Records shown:
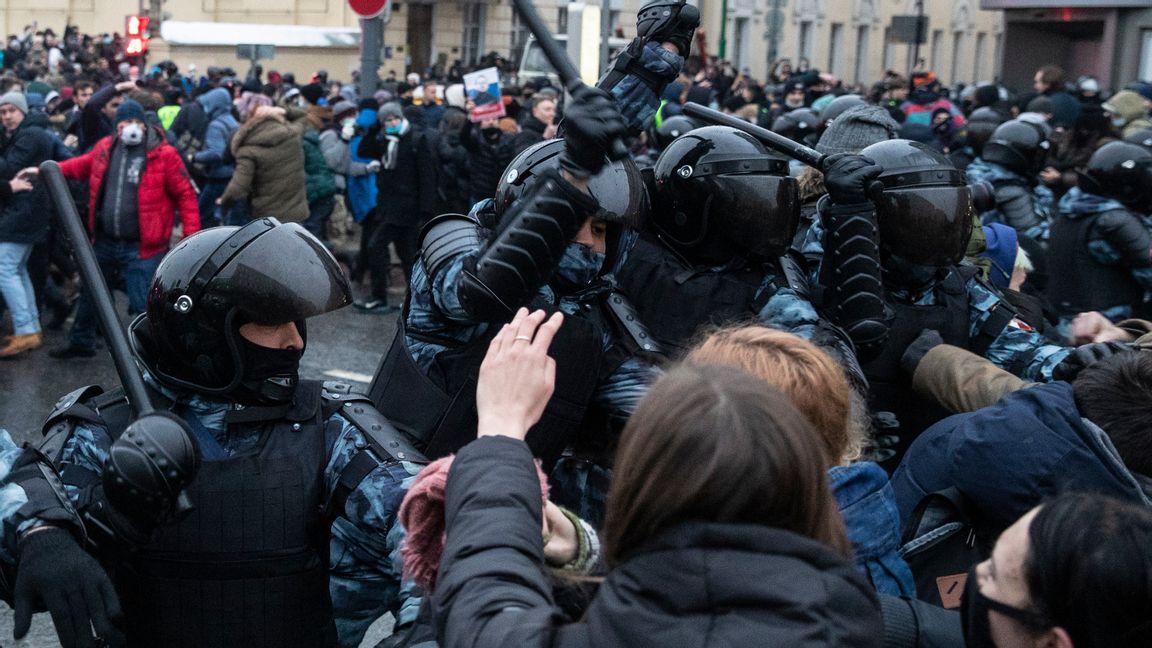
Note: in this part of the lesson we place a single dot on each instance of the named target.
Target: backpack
(940, 543)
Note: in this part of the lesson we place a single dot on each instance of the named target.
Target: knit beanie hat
(389, 110)
(15, 99)
(1001, 251)
(312, 92)
(423, 518)
(129, 110)
(856, 129)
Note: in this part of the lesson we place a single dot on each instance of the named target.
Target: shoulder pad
(794, 274)
(445, 236)
(383, 437)
(629, 319)
(72, 404)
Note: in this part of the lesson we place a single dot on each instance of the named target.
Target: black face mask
(270, 375)
(974, 611)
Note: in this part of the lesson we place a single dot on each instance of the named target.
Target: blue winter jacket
(221, 125)
(869, 509)
(1010, 457)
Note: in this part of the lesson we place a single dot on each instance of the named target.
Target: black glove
(1082, 356)
(849, 178)
(664, 21)
(592, 123)
(921, 346)
(53, 572)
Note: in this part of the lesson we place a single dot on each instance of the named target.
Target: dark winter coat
(24, 218)
(407, 195)
(1006, 459)
(217, 106)
(695, 585)
(164, 190)
(270, 170)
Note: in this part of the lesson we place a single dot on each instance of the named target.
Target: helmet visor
(926, 225)
(282, 276)
(758, 213)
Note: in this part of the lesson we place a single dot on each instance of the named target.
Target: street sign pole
(373, 14)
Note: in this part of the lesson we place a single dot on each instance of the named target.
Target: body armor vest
(249, 565)
(891, 387)
(1085, 284)
(676, 300)
(439, 408)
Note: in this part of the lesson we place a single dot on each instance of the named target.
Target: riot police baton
(774, 141)
(569, 77)
(156, 457)
(97, 288)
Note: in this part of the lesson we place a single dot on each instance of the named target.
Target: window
(937, 50)
(517, 38)
(836, 50)
(805, 40)
(1145, 53)
(889, 50)
(472, 46)
(957, 53)
(862, 60)
(982, 54)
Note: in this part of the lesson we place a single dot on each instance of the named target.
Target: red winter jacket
(165, 188)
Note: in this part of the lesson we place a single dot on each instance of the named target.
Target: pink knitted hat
(422, 514)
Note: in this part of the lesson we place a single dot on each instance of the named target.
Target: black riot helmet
(1021, 147)
(719, 194)
(839, 106)
(1121, 171)
(221, 278)
(619, 188)
(796, 125)
(925, 211)
(1142, 137)
(982, 123)
(671, 128)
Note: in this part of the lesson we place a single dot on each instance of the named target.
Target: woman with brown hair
(819, 390)
(720, 528)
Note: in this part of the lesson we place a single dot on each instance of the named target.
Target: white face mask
(131, 134)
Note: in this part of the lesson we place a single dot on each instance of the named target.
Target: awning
(179, 32)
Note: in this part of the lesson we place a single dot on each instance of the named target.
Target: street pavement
(345, 345)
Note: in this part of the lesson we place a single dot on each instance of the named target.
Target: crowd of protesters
(756, 486)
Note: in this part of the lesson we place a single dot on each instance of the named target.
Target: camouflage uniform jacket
(365, 565)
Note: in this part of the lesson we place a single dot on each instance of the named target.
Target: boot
(20, 344)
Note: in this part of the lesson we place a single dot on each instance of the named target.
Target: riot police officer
(725, 211)
(294, 484)
(925, 217)
(1010, 162)
(1100, 247)
(562, 219)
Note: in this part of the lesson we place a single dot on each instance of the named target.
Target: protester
(137, 186)
(756, 518)
(270, 168)
(23, 221)
(1074, 571)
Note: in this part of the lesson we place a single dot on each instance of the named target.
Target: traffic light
(136, 35)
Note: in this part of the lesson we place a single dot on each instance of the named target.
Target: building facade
(1109, 39)
(849, 38)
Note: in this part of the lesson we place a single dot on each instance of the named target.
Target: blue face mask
(580, 265)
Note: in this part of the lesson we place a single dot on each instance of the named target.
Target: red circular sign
(368, 8)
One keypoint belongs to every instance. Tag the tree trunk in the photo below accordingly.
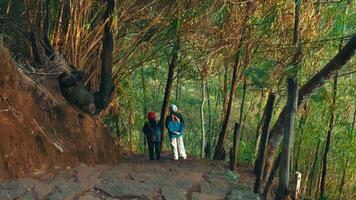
(35, 51)
(260, 161)
(209, 143)
(220, 146)
(235, 147)
(242, 105)
(46, 28)
(168, 89)
(312, 171)
(258, 129)
(145, 110)
(301, 125)
(271, 176)
(328, 140)
(202, 120)
(347, 160)
(288, 139)
(305, 91)
(102, 98)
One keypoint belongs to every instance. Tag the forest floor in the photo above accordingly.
(136, 178)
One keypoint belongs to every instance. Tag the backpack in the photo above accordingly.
(155, 132)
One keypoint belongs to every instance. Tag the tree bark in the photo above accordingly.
(167, 92)
(145, 110)
(46, 28)
(347, 161)
(260, 161)
(209, 143)
(301, 125)
(202, 120)
(244, 87)
(312, 171)
(220, 146)
(328, 140)
(305, 91)
(102, 98)
(235, 147)
(288, 139)
(271, 176)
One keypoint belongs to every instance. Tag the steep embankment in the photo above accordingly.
(137, 179)
(39, 130)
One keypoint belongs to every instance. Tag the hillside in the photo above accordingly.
(39, 130)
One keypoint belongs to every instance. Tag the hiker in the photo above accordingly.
(175, 126)
(152, 132)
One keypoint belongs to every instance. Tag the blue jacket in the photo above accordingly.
(152, 131)
(174, 124)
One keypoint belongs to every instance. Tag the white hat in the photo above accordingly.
(174, 108)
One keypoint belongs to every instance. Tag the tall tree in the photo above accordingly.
(102, 98)
(202, 120)
(305, 92)
(328, 140)
(168, 90)
(220, 146)
(260, 161)
(288, 139)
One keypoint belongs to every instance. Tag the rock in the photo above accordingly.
(200, 196)
(126, 188)
(64, 191)
(217, 188)
(170, 192)
(238, 194)
(88, 197)
(17, 190)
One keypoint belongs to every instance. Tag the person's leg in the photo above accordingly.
(150, 150)
(181, 148)
(158, 150)
(174, 146)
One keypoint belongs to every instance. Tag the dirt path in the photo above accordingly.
(135, 178)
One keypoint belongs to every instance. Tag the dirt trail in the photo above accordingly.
(135, 178)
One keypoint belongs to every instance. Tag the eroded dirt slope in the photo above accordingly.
(137, 179)
(39, 130)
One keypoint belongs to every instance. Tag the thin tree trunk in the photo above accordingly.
(260, 162)
(341, 189)
(328, 140)
(301, 125)
(209, 143)
(202, 120)
(220, 146)
(271, 176)
(226, 94)
(258, 139)
(347, 161)
(235, 147)
(244, 87)
(258, 129)
(145, 111)
(288, 139)
(312, 171)
(46, 28)
(106, 84)
(305, 91)
(35, 50)
(168, 89)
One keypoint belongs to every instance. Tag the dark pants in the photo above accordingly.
(154, 147)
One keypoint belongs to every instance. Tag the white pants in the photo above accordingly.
(178, 148)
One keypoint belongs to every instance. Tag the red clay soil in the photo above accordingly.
(39, 130)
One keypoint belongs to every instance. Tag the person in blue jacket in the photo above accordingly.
(152, 132)
(175, 126)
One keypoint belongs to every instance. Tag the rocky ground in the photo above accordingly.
(135, 178)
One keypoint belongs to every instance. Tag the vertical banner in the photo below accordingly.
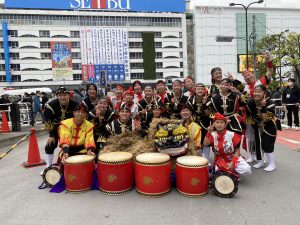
(120, 54)
(126, 54)
(85, 75)
(96, 52)
(61, 60)
(90, 55)
(115, 61)
(108, 54)
(102, 56)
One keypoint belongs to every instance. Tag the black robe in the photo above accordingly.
(173, 108)
(265, 129)
(228, 106)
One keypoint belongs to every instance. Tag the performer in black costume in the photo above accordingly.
(56, 110)
(261, 114)
(201, 114)
(175, 100)
(227, 103)
(125, 123)
(100, 117)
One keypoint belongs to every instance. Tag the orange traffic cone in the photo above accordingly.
(5, 126)
(34, 158)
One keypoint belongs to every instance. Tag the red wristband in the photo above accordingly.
(235, 160)
(270, 64)
(208, 135)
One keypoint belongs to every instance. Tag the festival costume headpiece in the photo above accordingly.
(62, 90)
(81, 107)
(129, 92)
(219, 116)
(124, 106)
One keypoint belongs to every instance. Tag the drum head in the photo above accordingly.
(192, 161)
(225, 185)
(51, 176)
(152, 158)
(79, 159)
(116, 157)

Your instructions:
Reproduce the lines from the line with "One keypoint belongs to every instance. Tag the dark" through the last line of the entries exactly, including both ends and excluding pictures.

Response area:
One keypoint belongs to every instance. Tag the dark pants in the photo above accordingly.
(154, 147)
One keypoint belongs to every instance. Tag the white pants in the photo above accordingly.
(178, 148)
One keypoint belongs to every instance. Tag the red clay soil in the photo above accordingly.
(39, 130)
One keypoint belongs to every instance. Tag the person in blue jacket in the photo above accordingly.
(152, 132)
(175, 126)
One keypoint belongs to every instance. Tag the rocky ground in the photo above accordingly.
(135, 178)
One keypoint belongs to every instance. Tag the vertical banner in the photo below accordingly.
(120, 54)
(126, 54)
(85, 75)
(96, 52)
(61, 60)
(90, 55)
(115, 61)
(108, 54)
(102, 56)
One keypoint belongs to every instance. Tag the black robe in the photo above accordingly.
(173, 108)
(265, 129)
(228, 106)
One keypoint belongs to every instance. Tag the performer in black costume in the photo above accordingly.
(56, 110)
(261, 114)
(201, 114)
(175, 100)
(227, 103)
(125, 123)
(100, 117)
One keypoint belongs to every instance. Tag the orange traffic cone in the photo above accordingly.
(5, 126)
(34, 158)
One keypoint belongs to every instance. Tag the red wristband in the photo above accordingly.
(235, 160)
(270, 64)
(208, 135)
One keypoint belongs to every instance. Tag the festival costume headpiece in the photo above accordingly.
(62, 90)
(81, 107)
(129, 92)
(219, 116)
(124, 106)
One keypoint belongs to every instance. Tag the drum head in the photo above accordingly.
(192, 161)
(225, 185)
(51, 176)
(152, 158)
(79, 159)
(116, 157)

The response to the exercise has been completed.